→ REQUIRED WORK: Your answer must match the data word for word.
# # # # #
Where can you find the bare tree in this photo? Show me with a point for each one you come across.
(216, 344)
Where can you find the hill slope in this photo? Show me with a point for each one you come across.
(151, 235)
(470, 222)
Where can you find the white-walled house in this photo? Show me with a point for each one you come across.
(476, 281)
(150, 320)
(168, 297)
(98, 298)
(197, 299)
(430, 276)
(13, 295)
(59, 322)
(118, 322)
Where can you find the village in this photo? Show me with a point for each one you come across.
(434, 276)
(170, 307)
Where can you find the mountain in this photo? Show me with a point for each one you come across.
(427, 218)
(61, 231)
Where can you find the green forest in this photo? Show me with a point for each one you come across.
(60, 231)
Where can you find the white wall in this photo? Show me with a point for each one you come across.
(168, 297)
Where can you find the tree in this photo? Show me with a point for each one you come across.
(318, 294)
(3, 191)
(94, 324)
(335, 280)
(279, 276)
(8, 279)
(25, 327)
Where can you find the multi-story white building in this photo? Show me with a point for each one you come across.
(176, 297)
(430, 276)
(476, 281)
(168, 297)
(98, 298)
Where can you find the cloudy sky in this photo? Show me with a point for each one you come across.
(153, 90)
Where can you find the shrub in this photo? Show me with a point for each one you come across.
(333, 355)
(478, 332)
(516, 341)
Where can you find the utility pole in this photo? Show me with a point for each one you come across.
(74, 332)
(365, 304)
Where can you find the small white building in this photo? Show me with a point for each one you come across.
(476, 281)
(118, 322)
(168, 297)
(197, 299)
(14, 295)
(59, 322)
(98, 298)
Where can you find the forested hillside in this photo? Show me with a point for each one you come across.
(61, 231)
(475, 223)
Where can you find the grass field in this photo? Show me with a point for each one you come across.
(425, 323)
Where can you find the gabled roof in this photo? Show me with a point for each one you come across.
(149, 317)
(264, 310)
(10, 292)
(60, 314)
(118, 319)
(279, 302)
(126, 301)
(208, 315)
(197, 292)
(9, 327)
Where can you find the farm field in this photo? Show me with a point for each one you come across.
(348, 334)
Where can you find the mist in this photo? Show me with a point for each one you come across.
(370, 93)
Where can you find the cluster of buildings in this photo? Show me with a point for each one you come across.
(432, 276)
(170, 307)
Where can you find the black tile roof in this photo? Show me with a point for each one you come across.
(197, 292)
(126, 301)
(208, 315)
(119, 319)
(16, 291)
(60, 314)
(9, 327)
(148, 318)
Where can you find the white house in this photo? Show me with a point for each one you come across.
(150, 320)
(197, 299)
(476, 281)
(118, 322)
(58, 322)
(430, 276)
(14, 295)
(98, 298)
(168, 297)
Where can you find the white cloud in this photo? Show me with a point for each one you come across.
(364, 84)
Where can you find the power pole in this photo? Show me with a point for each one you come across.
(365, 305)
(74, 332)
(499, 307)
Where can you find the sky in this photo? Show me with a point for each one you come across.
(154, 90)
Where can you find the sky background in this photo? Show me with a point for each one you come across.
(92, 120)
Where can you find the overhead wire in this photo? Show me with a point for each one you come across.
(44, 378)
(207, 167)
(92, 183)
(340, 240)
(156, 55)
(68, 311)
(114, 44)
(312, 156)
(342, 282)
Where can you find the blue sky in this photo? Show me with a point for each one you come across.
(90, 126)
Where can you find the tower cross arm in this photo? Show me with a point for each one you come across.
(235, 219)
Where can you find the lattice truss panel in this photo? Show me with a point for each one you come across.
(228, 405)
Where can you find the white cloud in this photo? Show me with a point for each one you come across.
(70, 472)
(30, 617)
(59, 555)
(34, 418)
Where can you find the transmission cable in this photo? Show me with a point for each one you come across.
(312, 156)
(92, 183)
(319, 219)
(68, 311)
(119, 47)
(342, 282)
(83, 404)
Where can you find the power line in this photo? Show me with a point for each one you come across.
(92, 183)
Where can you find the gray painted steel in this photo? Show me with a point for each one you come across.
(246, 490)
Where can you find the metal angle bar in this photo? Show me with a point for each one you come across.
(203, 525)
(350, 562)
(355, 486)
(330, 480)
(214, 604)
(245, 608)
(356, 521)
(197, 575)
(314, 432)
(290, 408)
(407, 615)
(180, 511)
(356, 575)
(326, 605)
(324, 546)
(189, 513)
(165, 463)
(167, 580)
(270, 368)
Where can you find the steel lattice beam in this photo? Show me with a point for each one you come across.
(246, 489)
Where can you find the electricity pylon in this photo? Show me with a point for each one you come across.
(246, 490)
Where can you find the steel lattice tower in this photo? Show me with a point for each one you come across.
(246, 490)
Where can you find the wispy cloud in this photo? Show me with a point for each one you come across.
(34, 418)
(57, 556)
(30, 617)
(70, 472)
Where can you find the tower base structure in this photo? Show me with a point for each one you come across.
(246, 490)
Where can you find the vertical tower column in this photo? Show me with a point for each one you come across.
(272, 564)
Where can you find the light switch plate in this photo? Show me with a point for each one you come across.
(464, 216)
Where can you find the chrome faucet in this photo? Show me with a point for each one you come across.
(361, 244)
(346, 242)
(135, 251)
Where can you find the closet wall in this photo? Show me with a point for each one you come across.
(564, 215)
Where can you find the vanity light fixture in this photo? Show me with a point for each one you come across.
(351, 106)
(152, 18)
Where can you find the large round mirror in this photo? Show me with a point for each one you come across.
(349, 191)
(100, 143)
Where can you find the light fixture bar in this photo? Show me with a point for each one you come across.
# # # # #
→ SOLUTION BELOW:
Where can you find the bare tree in this photo? Show me with a point for each one you come across.
(216, 344)
Where can you find the hill slope in this photo? Show me with a point for each one you come across.
(151, 235)
(470, 222)
Where can you find the white-walled house in this photo? Show me with a point for each one you come across.
(476, 281)
(150, 320)
(168, 297)
(98, 298)
(197, 299)
(430, 276)
(13, 295)
(59, 322)
(118, 322)
Where can you find the village in this photo? Show me with a point for each one you come across.
(434, 276)
(170, 307)
Where can you find the mountain in this photo? Show me with a point for each one you come across.
(427, 218)
(61, 231)
Where can you find the green forest in this photo? Show me with a point for each one you come across.
(60, 231)
Where can you find the white wall in this photo? Show me with a point for each one you come across.
(168, 297)
Where can you find the tree in this photo? Show me with a point for each one you come across.
(318, 294)
(3, 191)
(94, 324)
(335, 280)
(279, 276)
(8, 279)
(25, 327)
Where can you find the multi-story white building in this photo? Show me with a point for each one you come across.
(176, 297)
(430, 276)
(476, 281)
(168, 297)
(98, 298)
Where can you find the cloudy sky in this photo? Show me with a point for each one you come across.
(153, 90)
Where can you find the shrub in this photo? Show me with a point for each one you come across.
(333, 355)
(478, 332)
(516, 341)
Where can you find the utility pole in this photo? Show me with a point for each one you come across.
(74, 332)
(365, 304)
Where can you find the small white building in this photo? Show me with a point for each one you come across.
(476, 281)
(118, 322)
(168, 297)
(197, 299)
(14, 295)
(59, 322)
(98, 298)
Where can you find the forested hillside in this photo? Show me with a point for each one you come across.
(61, 231)
(475, 223)
Where can you find the grass field in this photo? Show me with a point for each one you come across.
(425, 323)
Where can you find the gabled roof in this photo? Show me with a point for each one you come across.
(149, 317)
(264, 310)
(10, 292)
(60, 314)
(118, 319)
(279, 302)
(126, 301)
(208, 315)
(197, 292)
(9, 327)
Where can you find the farm field in this photo? Show me with a point for each one you come across.
(348, 334)
Where can you find the mist in this photo? Show me with a point for each one you come across.
(370, 93)
Where can you find the cluster of buildings in this photo? Show me with a point for each one you come across.
(432, 276)
(170, 307)
Where can you find the black tile roof in this photo? Show me with a point for each one you come across.
(197, 292)
(126, 301)
(208, 315)
(119, 319)
(16, 291)
(60, 314)
(9, 327)
(148, 318)
Where can you find the white house in this photo? Show me with a point for each one you come across.
(150, 320)
(197, 299)
(476, 281)
(118, 322)
(58, 322)
(430, 276)
(14, 295)
(98, 298)
(168, 297)
Where can you find the white cloud in this photo? Show me with a point for each one you come across.
(364, 84)
Where can you find the power pole in this photo? Show me with a point for each one you come across.
(365, 305)
(74, 332)
(499, 307)
Where can you find the sky in this photo? Show me with a point for each one you come across.
(154, 90)
Where can you find the sky background in this photo? Show me with a point for each one you come across.
(92, 120)
Where can you find the overhead wire in this photo? Show me with a point for each one you come across.
(44, 378)
(207, 167)
(92, 183)
(340, 240)
(156, 55)
(68, 311)
(114, 44)
(312, 156)
(342, 282)
Where can you find the blue sky in this photo? Show me with a point for each one you come across.
(90, 126)
Where can you find the tower cross arm in this photo? Show me with a point for each one you come across.
(235, 219)
Where can you find the lattice truss panel in this photo? Show me with a point for each one you come across.
(228, 405)
Where can you find the white cloud in this photo? Show me with a point for each one you come across.
(70, 472)
(30, 617)
(59, 555)
(34, 418)
Where can you find the transmission cable in this photo? Show me with a point for each one you come across.
(312, 156)
(92, 183)
(319, 219)
(68, 311)
(119, 47)
(342, 282)
(83, 404)
Where can you find the power line in this photo? Show me with a point for each one you come across.
(92, 183)
Where can you find the gray painted steel in this photo? Show me with a point for each one you come across.
(246, 490)
Where can you find the metal angle bar in this photo? Show me with a point for each one you come across.
(203, 525)
(350, 562)
(355, 486)
(330, 480)
(214, 604)
(245, 608)
(356, 521)
(197, 575)
(314, 432)
(290, 408)
(407, 615)
(180, 511)
(356, 575)
(326, 605)
(324, 546)
(189, 513)
(165, 463)
(167, 580)
(270, 368)
Where can you find the steel lattice beam in this photo? Show me with a point for each one you come across.
(246, 489)
Where can you find the electricity pylon in this photo? Show me with a point for each one you come across.
(246, 490)
Where can you find the steel lattice tower in this photo? Show me with a point for each one you come across.
(246, 490)
Where can you find the wispy cloud in this photo? Show me with a point for each one you come across.
(34, 418)
(57, 556)
(30, 617)
(70, 472)
Where can you find the tower base structure in this photo? Show me with a point for each one you come across.
(246, 490)
Where can you find the vertical tower column in this photo? Show me with a point for each one you come across.
(272, 564)
Where can you find the light switch plate in this photo? Show me with a point for each one you come across.
(464, 216)
Where can you find the chrome faucet in this photo? Show me with a point for each one you come across.
(361, 244)
(346, 242)
(135, 251)
Where can you find the closet wall in this photo? Show me with a point for each one you come across.
(564, 215)
Where can you find the vanity light fixture in this photo? Show me with a point for each one you come across.
(351, 106)
(152, 18)
Where can you find the large round mirror in this photo? Show me with a point for each one you come across.
(349, 191)
(100, 143)
Where can you find the light fixture bar in this photo? Show me with a point for each one you come across.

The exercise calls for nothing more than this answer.